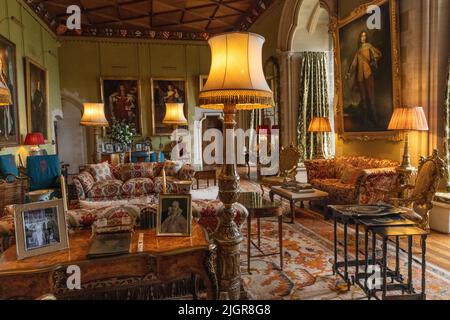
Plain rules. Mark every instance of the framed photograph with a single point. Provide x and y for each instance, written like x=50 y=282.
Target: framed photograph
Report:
x=167 y=91
x=9 y=112
x=122 y=99
x=138 y=147
x=40 y=228
x=202 y=81
x=109 y=148
x=174 y=215
x=368 y=83
x=37 y=95
x=119 y=148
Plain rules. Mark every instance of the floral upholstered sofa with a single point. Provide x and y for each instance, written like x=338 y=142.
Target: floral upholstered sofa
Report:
x=352 y=180
x=101 y=182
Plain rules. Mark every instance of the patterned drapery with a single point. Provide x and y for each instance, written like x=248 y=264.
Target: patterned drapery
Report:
x=314 y=102
x=447 y=128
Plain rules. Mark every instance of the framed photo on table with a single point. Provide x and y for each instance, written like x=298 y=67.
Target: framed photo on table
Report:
x=37 y=97
x=174 y=215
x=367 y=77
x=40 y=228
x=167 y=90
x=122 y=99
x=9 y=112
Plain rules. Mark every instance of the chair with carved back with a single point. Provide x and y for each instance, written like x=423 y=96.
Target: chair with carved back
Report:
x=420 y=196
x=289 y=158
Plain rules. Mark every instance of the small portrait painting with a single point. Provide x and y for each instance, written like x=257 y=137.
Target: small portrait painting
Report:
x=122 y=101
x=167 y=91
x=174 y=216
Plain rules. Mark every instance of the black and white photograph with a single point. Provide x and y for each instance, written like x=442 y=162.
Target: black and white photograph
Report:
x=174 y=215
x=40 y=228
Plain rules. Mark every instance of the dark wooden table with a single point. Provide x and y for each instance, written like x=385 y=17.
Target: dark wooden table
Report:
x=138 y=275
x=258 y=209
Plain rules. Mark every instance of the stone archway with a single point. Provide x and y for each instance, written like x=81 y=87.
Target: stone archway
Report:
x=72 y=142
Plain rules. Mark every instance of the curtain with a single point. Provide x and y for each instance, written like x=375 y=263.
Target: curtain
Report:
x=447 y=128
x=314 y=102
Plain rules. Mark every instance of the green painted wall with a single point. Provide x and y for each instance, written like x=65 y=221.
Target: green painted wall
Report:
x=84 y=61
x=34 y=40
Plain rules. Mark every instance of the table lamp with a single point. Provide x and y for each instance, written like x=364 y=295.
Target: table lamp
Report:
x=320 y=125
x=94 y=116
x=408 y=119
x=236 y=82
x=34 y=139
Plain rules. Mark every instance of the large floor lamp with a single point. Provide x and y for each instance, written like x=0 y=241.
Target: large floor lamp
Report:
x=94 y=116
x=236 y=82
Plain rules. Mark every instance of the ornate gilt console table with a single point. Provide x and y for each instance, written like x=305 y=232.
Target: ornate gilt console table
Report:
x=167 y=267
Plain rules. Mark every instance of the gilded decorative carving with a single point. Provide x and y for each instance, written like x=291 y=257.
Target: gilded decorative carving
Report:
x=335 y=25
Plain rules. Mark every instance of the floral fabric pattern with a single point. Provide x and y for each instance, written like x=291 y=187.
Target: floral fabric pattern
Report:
x=100 y=172
x=108 y=188
x=360 y=187
x=138 y=187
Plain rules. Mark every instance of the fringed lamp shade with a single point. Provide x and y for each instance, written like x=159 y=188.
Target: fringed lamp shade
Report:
x=175 y=114
x=409 y=119
x=320 y=124
x=34 y=139
x=94 y=115
x=236 y=76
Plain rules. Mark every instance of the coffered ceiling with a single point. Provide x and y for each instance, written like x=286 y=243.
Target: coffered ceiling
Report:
x=167 y=19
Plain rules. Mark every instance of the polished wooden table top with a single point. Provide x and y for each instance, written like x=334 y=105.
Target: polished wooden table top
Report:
x=80 y=242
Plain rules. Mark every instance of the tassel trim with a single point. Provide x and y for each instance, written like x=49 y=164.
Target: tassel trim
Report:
x=243 y=99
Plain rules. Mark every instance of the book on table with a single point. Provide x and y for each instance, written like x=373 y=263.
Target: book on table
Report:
x=110 y=244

————

## Problem description:
Rewrite every line of the records above as a JSON list of strings, one string per line, skipping blank lines and leaving out the pictures.

## Problem solution:
[
  "Plain rules. Mark every instance of the framed photograph with a single point. Provide x and y for each instance, written like x=50 y=282.",
  "Target: framed photograph",
  "Report:",
  "x=167 y=91",
  "x=9 y=112",
  "x=122 y=99",
  "x=138 y=147",
  "x=40 y=228",
  "x=202 y=81",
  "x=109 y=148",
  "x=174 y=215",
  "x=368 y=83",
  "x=37 y=95",
  "x=119 y=148",
  "Plain rules. Mark every instance of the floral upholstered sofa with a single point. Provide x and y for each instance, written like x=338 y=142.",
  "Target: floral upholstered sofa",
  "Report:",
  "x=352 y=180",
  "x=101 y=182",
  "Plain rules. Mark every instance of the patterned drapery with a single point. Provide x and y for each instance, written like x=248 y=264.",
  "Target: patterned drapery",
  "Report:",
  "x=314 y=102",
  "x=447 y=128",
  "Plain rules. Mark every instance of the framed photo on table with a single point. Provide x and y for each instance, written like x=298 y=67.",
  "Target: framed photo on table",
  "Report:",
  "x=37 y=97",
  "x=174 y=215",
  "x=367 y=77",
  "x=40 y=228",
  "x=167 y=90",
  "x=122 y=99",
  "x=9 y=112",
  "Plain rules. Mark every instance of the chair with carved back with a single point. Provide x and y for each instance, written like x=423 y=96.",
  "Target: chair with carved back",
  "Report:",
  "x=420 y=196",
  "x=289 y=158",
  "Plain rules. Mark every instance of the small portrait painting with a single point. Provide x and y for each instance, written like x=257 y=137.",
  "Target: small portrait painting",
  "Report:",
  "x=122 y=101",
  "x=167 y=91",
  "x=174 y=216",
  "Plain rules. Mark every instance of the black and white photograph with a single point. Provide x and y for each instance, written like x=442 y=162.",
  "Target: black and white photograph",
  "Report:",
  "x=174 y=215",
  "x=40 y=228",
  "Plain rules. Mark every instance of the dark wooden table with a single point. Provide x and y for each instance, written like x=385 y=17.",
  "Target: dark wooden table",
  "Report:",
  "x=138 y=275",
  "x=258 y=209",
  "Plain rules. Mark every instance of the stone archway with a single point. Provide x and y for each instance, written like x=81 y=87.",
  "Target: stone archway",
  "Report:",
  "x=72 y=142",
  "Plain rules. Mark every instance of the curtain with a single point. Provide x and y for each instance, written like x=375 y=263.",
  "Target: curtain",
  "Report:",
  "x=447 y=128",
  "x=314 y=102",
  "Plain rules. Mark every instance of the green painted wall with a single point. Provide x and y for each instance, written like x=65 y=221.",
  "Target: green painted wall",
  "Report:",
  "x=84 y=61",
  "x=34 y=40",
  "Plain rules. Mark every instance of the table lamp with a single point. Provide x and y for each instance, written like x=364 y=295.",
  "Target: table lamp",
  "Report:",
  "x=320 y=125",
  "x=94 y=116",
  "x=408 y=119",
  "x=236 y=82",
  "x=34 y=139",
  "Plain rules. Mark every instance of the large floor lamp with a single point. Provide x and y for each instance, written like x=0 y=241.",
  "Target: large floor lamp",
  "Report:",
  "x=94 y=116",
  "x=236 y=82",
  "Plain rules. Mark every instance of the ornate gilt console table with a single point. Provide x and y for each instance, written like x=305 y=232.",
  "Target: ornate gilt console table",
  "Report:",
  "x=167 y=267",
  "Plain rules. Mark every instance of the gilded decorative carving with a single point. Provide x and y for each instance, written like x=291 y=257.",
  "Target: gilded decorative carving",
  "Report:",
  "x=335 y=25",
  "Plain rules. Mark every instance of the floral fabric pattern with a single point. Provide x and y for each instance, written like x=291 y=187.",
  "Target: floral fabric pattern",
  "Report:",
  "x=100 y=172",
  "x=108 y=188",
  "x=360 y=187",
  "x=138 y=187",
  "Plain rules. Mark every instance of the fringed lamp shade with a single point. Provide x and y for each instance, written like x=159 y=188.",
  "Target: fringed lamp shade",
  "Report:",
  "x=175 y=114",
  "x=409 y=119",
  "x=320 y=124",
  "x=34 y=139",
  "x=94 y=115",
  "x=236 y=76",
  "Plain rules. Mark every instance of the coffered ceiling with a single point. Provide x and y for each instance, written like x=286 y=243.",
  "Target: coffered ceiling",
  "Report:",
  "x=167 y=19",
  "Plain rules. Mark every instance of the polished wooden table top with a single point. Provide x and y for each instance, written like x=334 y=105.",
  "Target: polished wooden table top",
  "Report:",
  "x=80 y=242",
  "Plain rules. Mark every instance of the tassel trim with a single point. Provide x and y for each instance, written like x=49 y=164.",
  "Target: tassel trim",
  "Report:",
  "x=243 y=99",
  "Plain rules. Mark every instance of the book on table with a single point. Provide x and y for each instance, written like x=373 y=263.",
  "Target: book on table",
  "Report:",
  "x=110 y=244"
]